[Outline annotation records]
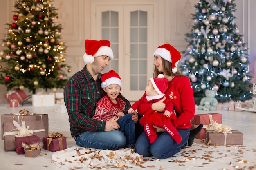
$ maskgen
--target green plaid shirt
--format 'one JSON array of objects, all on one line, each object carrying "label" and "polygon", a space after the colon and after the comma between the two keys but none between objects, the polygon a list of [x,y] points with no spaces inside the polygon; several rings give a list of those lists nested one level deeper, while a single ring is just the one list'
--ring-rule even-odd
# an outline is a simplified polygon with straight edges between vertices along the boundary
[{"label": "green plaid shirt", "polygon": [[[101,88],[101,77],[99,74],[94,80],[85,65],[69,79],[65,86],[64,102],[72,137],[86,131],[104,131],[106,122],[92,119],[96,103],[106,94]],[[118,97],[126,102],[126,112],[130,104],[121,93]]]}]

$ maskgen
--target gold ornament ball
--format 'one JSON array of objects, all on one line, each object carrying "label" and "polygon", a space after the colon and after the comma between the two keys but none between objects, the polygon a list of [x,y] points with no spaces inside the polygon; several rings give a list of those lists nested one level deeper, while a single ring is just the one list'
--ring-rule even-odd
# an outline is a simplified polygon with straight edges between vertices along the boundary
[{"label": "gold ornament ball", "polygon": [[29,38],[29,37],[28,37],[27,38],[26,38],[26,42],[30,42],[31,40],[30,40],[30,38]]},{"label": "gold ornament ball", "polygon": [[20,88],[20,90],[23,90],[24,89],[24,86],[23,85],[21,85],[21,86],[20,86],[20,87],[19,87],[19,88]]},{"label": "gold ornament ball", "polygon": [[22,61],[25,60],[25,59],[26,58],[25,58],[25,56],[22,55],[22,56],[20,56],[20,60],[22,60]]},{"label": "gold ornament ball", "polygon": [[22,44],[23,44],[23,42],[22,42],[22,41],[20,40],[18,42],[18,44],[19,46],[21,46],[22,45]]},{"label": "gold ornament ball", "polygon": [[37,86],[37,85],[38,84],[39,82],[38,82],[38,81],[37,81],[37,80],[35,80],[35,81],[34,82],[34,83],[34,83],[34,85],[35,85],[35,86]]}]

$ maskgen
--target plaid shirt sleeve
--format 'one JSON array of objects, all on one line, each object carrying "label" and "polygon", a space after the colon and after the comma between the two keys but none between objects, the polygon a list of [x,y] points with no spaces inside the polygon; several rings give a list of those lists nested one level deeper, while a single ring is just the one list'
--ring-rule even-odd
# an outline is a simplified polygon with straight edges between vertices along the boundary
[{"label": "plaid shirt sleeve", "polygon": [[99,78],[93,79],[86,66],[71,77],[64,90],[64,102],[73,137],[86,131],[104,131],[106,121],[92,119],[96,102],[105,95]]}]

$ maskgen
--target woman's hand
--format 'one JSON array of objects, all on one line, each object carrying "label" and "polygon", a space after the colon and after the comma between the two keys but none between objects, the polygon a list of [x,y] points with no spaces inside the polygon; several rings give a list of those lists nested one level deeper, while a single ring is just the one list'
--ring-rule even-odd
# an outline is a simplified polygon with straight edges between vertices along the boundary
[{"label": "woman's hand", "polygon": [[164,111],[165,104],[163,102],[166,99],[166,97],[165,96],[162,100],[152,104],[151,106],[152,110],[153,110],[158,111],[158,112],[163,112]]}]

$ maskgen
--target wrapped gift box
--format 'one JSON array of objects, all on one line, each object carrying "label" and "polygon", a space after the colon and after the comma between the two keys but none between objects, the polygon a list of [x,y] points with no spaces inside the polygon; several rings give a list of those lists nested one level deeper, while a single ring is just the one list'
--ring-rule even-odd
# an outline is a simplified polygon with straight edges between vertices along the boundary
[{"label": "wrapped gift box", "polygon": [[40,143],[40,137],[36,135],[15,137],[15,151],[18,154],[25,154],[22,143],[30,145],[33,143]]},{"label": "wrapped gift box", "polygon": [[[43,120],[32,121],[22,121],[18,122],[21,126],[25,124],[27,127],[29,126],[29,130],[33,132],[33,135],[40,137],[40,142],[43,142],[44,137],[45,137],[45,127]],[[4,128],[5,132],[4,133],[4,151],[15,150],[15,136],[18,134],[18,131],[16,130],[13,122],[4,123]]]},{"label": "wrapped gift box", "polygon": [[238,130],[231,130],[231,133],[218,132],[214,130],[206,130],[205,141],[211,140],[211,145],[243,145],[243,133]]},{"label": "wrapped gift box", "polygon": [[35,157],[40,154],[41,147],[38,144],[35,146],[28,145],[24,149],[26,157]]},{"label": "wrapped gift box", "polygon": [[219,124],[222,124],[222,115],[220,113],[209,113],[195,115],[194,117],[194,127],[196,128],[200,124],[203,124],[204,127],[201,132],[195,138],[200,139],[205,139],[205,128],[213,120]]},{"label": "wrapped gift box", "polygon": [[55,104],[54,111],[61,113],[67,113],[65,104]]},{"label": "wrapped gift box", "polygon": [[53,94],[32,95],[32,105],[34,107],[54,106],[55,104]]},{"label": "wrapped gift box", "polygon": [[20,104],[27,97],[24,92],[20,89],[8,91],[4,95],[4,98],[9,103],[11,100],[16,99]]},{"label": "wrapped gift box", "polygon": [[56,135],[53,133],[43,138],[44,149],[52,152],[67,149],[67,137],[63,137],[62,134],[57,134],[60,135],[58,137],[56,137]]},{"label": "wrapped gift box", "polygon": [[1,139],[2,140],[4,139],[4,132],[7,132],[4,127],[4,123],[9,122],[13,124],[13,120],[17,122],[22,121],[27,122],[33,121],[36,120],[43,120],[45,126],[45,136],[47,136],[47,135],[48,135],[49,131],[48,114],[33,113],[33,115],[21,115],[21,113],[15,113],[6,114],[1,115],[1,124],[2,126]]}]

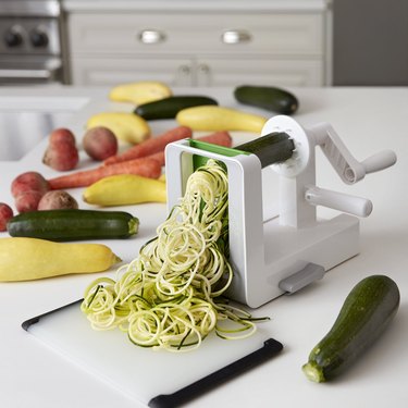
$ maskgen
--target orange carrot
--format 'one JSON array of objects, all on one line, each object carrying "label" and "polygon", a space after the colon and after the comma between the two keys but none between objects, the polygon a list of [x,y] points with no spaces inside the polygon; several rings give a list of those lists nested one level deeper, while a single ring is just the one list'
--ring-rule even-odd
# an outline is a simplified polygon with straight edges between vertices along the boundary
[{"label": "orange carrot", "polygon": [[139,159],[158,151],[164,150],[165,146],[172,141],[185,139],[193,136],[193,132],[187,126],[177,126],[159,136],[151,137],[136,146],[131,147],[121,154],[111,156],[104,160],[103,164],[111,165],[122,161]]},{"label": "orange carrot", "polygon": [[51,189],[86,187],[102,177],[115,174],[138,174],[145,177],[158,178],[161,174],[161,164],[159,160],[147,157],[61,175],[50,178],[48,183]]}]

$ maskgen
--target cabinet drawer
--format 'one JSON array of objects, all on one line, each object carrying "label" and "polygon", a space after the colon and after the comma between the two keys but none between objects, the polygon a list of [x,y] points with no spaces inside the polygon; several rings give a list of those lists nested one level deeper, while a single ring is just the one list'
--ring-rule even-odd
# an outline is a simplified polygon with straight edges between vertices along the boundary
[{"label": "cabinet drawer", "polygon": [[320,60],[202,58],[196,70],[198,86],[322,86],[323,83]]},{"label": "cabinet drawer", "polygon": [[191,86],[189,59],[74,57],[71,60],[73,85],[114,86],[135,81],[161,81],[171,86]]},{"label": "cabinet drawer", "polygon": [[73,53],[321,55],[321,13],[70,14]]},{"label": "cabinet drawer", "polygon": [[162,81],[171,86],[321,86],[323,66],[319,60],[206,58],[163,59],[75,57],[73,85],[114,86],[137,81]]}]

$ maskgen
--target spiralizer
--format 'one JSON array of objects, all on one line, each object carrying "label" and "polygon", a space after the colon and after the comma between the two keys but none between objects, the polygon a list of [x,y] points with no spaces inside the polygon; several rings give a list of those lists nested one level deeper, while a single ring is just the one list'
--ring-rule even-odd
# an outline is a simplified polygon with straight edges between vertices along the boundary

WHAT IS BEING ASKED
Each entry shown above must be quoted exactly, with its pictures left out.

ANSWER FOR THIS EXERCISE
$ maskgen
--target green plaid shirt
--format 'one JSON array of objects, all on one line, each object carrying "label" and "polygon", a space after the colon and after the comma between the two keys but none between objects, the polygon a list of [x,y] points with no spaces inside the polygon; several rings give a list of those lists nested one level deeper, while a single ring is just the one list'
--ring-rule even-odd
# an outline is a simplified polygon with straight edges between vertices along the boundary
[{"label": "green plaid shirt", "polygon": [[[101,88],[101,77],[99,74],[94,80],[85,65],[69,79],[65,86],[64,102],[72,137],[86,131],[104,131],[106,122],[92,119],[96,103],[106,94]],[[118,97],[126,102],[126,112],[130,104],[121,93]]]}]

$ maskgen
--target gold ornament ball
--format 'one JSON array of objects, all on one line, each object carrying "label" and "polygon", a space after the colon and after the comma between the two keys but none between objects, the polygon a list of [x,y] points with no spaces inside the polygon; several rings give a list of those lists nested one level deeper, while a single ring is just the one list'
--ring-rule even-odd
# an outline is a simplified polygon with straight edges between vertices along the boundary
[{"label": "gold ornament ball", "polygon": [[29,38],[29,37],[28,37],[27,38],[26,38],[26,42],[30,42],[31,40],[30,40],[30,38]]},{"label": "gold ornament ball", "polygon": [[20,88],[20,90],[23,90],[24,89],[24,86],[23,85],[21,85],[21,86],[20,86],[20,87],[19,87],[19,88]]},{"label": "gold ornament ball", "polygon": [[22,61],[25,60],[25,59],[26,58],[25,58],[25,56],[22,55],[22,56],[20,56],[20,60],[22,60]]},{"label": "gold ornament ball", "polygon": [[22,44],[23,44],[23,42],[22,42],[22,41],[20,40],[18,42],[18,44],[19,46],[21,46],[22,45]]},{"label": "gold ornament ball", "polygon": [[37,86],[37,85],[38,84],[39,82],[38,82],[38,81],[37,81],[37,80],[35,80],[35,81],[34,82],[34,83],[34,83],[34,85],[35,85],[35,86]]}]

$ maskgen
--target plaid shirt sleeve
--format 'one JSON array of objects, all on one line, each object carrying "label" and "polygon", a space after the colon and after the comma between the two keys but none between objects, the polygon a list of [x,y] points with no spaces inside the polygon; several rings give a list of those lists nested one level deeper, while a single ring is just the one list'
--ring-rule even-odd
# an outline is a simplified polygon with straight edges between vertices along the boundary
[{"label": "plaid shirt sleeve", "polygon": [[99,78],[93,79],[86,66],[71,77],[64,90],[64,102],[73,137],[86,131],[104,131],[106,121],[92,119],[96,102],[105,95]]}]

$ maskgen
--target woman's hand
--format 'one JSON array of objects, all on one line, each object carrying "label" and "polygon", a space after the colon and after the comma between the two keys but none between objects, the polygon a list of [x,y] points with no spaces inside the polygon; several rings give a list of those lists nested one level deeper, while a single ring is just the one list'
--ring-rule even-odd
# an outline is a simplified polygon with straight edges between vertices along the boundary
[{"label": "woman's hand", "polygon": [[164,111],[165,104],[163,102],[166,99],[166,97],[165,96],[162,100],[152,104],[151,106],[152,110],[153,110],[158,111],[158,112],[163,112]]}]

$ maskgen
--target wrapped gift box
--format 'one JSON array of objects, all on one line, each object carrying "label" and "polygon", a space after the colon and after the comma between the two keys but none between objects, the polygon a list of [x,y] points with no spaces inside the polygon; several rings give a list of those lists nested one level deeper, while a single ring is just the one list'
--ring-rule even-odd
# an outline is a simplified polygon with straight edges between vertices along the boundary
[{"label": "wrapped gift box", "polygon": [[40,143],[40,137],[36,135],[15,137],[15,151],[18,154],[25,154],[22,143],[30,145],[33,143]]},{"label": "wrapped gift box", "polygon": [[[43,120],[32,121],[22,121],[18,122],[21,126],[25,124],[27,127],[29,126],[29,130],[33,132],[33,135],[40,137],[40,142],[43,142],[44,137],[45,137],[45,127]],[[4,128],[5,132],[4,133],[4,151],[15,150],[15,136],[18,134],[18,131],[16,130],[13,122],[4,123]]]},{"label": "wrapped gift box", "polygon": [[238,130],[231,130],[231,133],[218,132],[214,130],[206,130],[205,141],[211,140],[211,145],[243,145],[243,133]]},{"label": "wrapped gift box", "polygon": [[35,157],[40,154],[41,147],[38,144],[35,146],[28,145],[24,149],[26,157]]},{"label": "wrapped gift box", "polygon": [[219,124],[222,124],[222,115],[220,113],[209,113],[195,115],[194,117],[194,127],[196,128],[200,124],[203,124],[204,127],[201,132],[195,138],[200,139],[205,139],[205,128],[213,120]]},{"label": "wrapped gift box", "polygon": [[55,104],[54,111],[61,113],[67,113],[65,104]]},{"label": "wrapped gift box", "polygon": [[53,94],[32,95],[32,105],[34,107],[54,106],[55,104]]},{"label": "wrapped gift box", "polygon": [[20,104],[27,97],[24,92],[20,89],[8,91],[4,95],[4,98],[9,103],[11,100],[16,99]]},{"label": "wrapped gift box", "polygon": [[56,135],[53,133],[43,138],[44,149],[52,152],[67,149],[67,137],[63,137],[62,134],[57,134],[60,135],[58,137],[56,137]]},{"label": "wrapped gift box", "polygon": [[1,139],[2,140],[4,139],[4,132],[7,132],[4,127],[4,123],[9,122],[13,124],[13,120],[17,122],[22,121],[27,122],[33,121],[36,120],[43,120],[45,126],[45,136],[47,136],[47,135],[48,135],[49,131],[48,114],[33,113],[33,115],[21,115],[21,113],[15,113],[6,114],[1,115],[1,124],[2,126]]}]

$ maskgen
--target orange carrot
--format 'one JSON array of objects, all on one line, each object carrying "label" and "polygon", a space after the colon and after the comma between the two keys but none between objects, the polygon a list of [x,y] points with no spaces inside the polygon; several rings give a list of those lists nested one level deeper, while a single ring is just the one list'
--ring-rule even-odd
# an outline is a simplified polygon with straight edges between vertices along the boundary
[{"label": "orange carrot", "polygon": [[139,159],[158,151],[164,150],[165,146],[172,141],[185,139],[193,136],[193,132],[187,126],[177,126],[159,136],[151,137],[136,146],[131,147],[121,154],[111,156],[104,160],[103,164],[111,165],[122,161]]},{"label": "orange carrot", "polygon": [[51,189],[86,187],[102,177],[115,174],[138,174],[145,177],[158,178],[161,174],[161,164],[159,160],[147,157],[61,175],[50,178],[48,183]]}]

$ maskgen
--target cabinet drawer
--format 'one JSON array of objects, all on one line, each object carrying "label" and "polygon", a space after the colon and after the comma between the two keys but none between objects, the polygon a list of [x,y] points with no spaces inside the polygon; several rings give a list of those lists nested one level deeper, while a single ring is just the one list'
--ring-rule even-odd
# an outline is a simplified polygon with straight edges between vertices along the boundary
[{"label": "cabinet drawer", "polygon": [[320,60],[202,58],[196,70],[198,86],[322,86],[323,83]]},{"label": "cabinet drawer", "polygon": [[191,86],[189,59],[74,57],[71,60],[73,85],[114,86],[135,81],[161,81],[171,86]]},{"label": "cabinet drawer", "polygon": [[73,53],[321,55],[321,13],[70,14]]},{"label": "cabinet drawer", "polygon": [[162,81],[171,86],[321,86],[323,66],[319,60],[206,58],[163,59],[75,57],[73,85],[114,86],[137,81]]}]

$ maskgen
--target spiralizer
--format 'one JSON array of objects, all on one line, each object carrying "label" and "polygon", a space after the colon and after the comma between the two keys but none between objects, the polygon a list of [x,y] points with no spaces inside the polygon; several rings give a list of those lists nested one level deeper, while a single ring is just the one list'
--ring-rule even-odd
# an outline is a simplified polygon with straight edges between vertices along the boundary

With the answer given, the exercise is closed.